Show every line of the records that contains the word "cross", copying each line in full.
___ Given records ___
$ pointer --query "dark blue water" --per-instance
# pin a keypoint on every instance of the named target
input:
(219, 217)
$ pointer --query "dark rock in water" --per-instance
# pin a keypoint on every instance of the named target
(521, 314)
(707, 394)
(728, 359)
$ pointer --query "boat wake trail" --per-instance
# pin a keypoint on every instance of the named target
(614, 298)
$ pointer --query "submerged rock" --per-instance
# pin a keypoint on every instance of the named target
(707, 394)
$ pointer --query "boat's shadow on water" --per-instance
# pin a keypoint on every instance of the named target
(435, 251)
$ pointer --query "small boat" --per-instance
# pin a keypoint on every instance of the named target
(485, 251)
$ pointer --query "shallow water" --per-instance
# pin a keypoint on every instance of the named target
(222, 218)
___
___ Given records ___
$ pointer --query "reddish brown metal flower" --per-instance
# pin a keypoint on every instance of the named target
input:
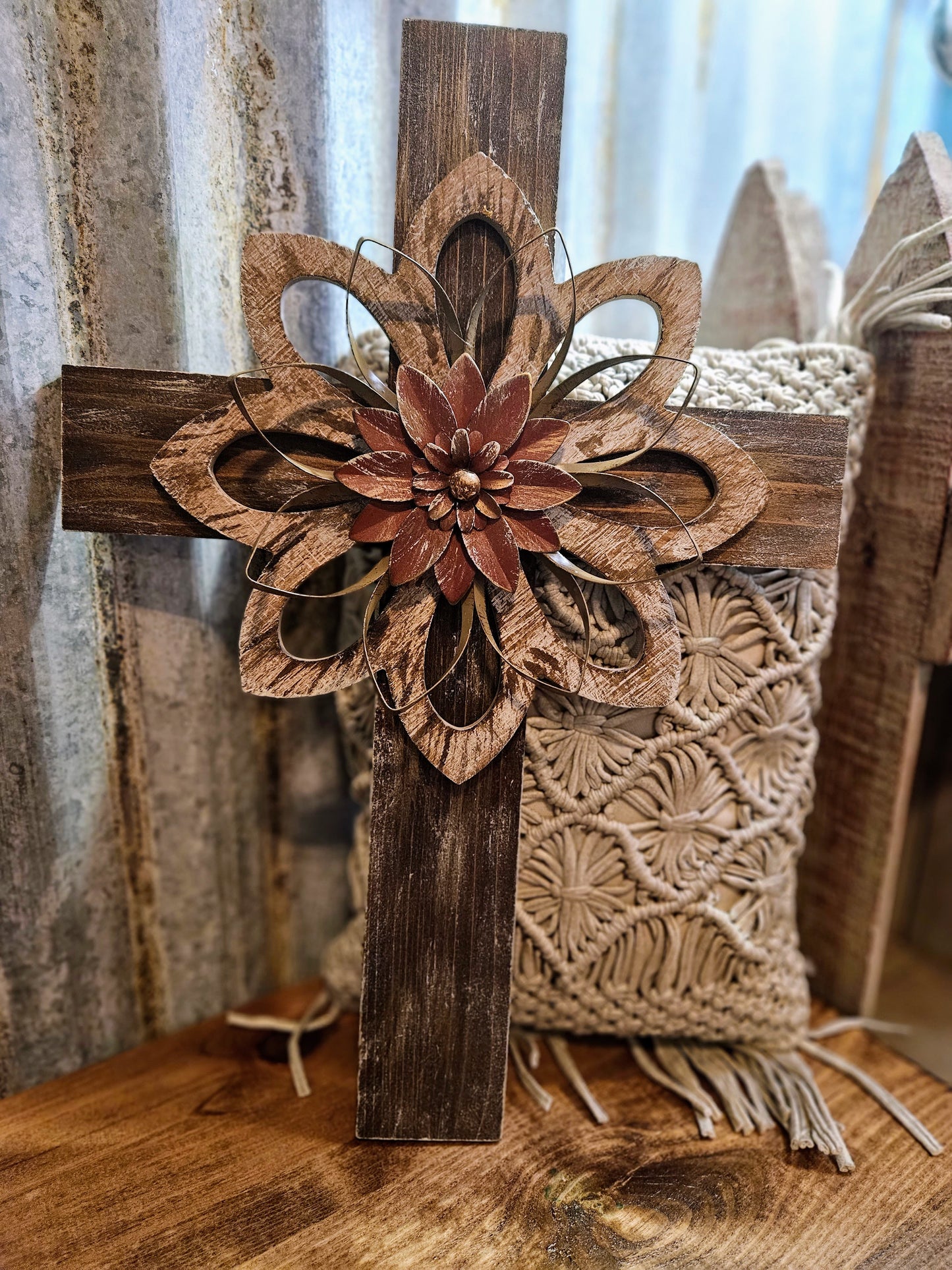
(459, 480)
___
___ Given records ___
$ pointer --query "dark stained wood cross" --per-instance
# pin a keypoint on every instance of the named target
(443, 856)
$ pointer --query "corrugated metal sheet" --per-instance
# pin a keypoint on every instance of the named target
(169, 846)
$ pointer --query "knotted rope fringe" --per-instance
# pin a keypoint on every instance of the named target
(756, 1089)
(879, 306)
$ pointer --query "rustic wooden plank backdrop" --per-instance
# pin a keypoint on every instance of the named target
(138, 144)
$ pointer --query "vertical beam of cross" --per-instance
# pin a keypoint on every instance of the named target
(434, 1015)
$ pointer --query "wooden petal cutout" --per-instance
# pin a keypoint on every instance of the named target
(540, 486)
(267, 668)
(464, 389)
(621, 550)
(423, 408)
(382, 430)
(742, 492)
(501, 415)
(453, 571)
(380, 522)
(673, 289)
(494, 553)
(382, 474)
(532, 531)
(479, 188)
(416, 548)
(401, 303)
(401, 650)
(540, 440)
___
→ **Exercise result**:
$ pointer --query "dark stained wood cross" --per-instance
$ pointer --query "vertical beam of cross" --per-instance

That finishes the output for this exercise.